Reproduce the rows between the line containing "Please outline the stucco" and the line containing "[320,410,351,433]", inclusive, without any change.

****

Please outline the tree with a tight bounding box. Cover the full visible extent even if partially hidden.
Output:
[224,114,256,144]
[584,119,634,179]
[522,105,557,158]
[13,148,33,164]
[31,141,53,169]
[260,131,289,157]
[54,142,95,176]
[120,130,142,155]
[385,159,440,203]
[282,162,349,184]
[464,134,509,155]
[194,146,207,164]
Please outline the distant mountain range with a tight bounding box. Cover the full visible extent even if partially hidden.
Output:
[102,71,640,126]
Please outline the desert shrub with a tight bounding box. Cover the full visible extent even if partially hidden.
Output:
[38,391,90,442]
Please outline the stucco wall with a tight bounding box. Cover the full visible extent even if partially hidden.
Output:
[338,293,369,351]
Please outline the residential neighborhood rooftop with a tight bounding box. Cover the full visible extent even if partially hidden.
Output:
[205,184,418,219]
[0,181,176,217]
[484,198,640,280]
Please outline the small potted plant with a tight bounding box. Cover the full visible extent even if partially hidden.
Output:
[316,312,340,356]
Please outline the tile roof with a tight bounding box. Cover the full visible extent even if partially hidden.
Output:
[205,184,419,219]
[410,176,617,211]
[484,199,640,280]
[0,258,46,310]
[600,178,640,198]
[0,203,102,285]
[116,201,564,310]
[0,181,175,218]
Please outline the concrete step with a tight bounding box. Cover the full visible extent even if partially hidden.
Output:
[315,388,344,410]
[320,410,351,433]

****

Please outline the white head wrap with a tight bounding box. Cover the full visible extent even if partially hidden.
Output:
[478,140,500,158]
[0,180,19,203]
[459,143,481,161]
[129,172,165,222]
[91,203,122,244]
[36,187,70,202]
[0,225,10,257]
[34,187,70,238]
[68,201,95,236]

****

# [EXERCISE SOLUTION]
Please outline the stucco wall with a tight bounding box. Cover the full visible extent even if partially hidden.
Output:
[338,293,369,351]
Please outline the residential neighborhood rooftop with a tight bounding box. Cover the full visible extent even if partially hidden.
Output:
[205,184,418,219]
[0,181,176,217]
[484,198,640,280]
Please outline the small potted plant with a tight bounding box. Cover the full visible extent even if partially hidden.
Output:
[316,312,340,356]
Please outline the tile roof with a tight bounding box. Cover the full visible extent even if partially hidden.
Output:
[205,184,419,219]
[410,176,617,211]
[484,199,640,280]
[0,258,46,310]
[600,178,640,198]
[0,203,102,285]
[116,201,564,310]
[0,181,175,218]
Please outline the concrete step with a tight bounding box. Cover the full visible extent even if partially hidden.
Output:
[315,388,344,410]
[320,410,351,433]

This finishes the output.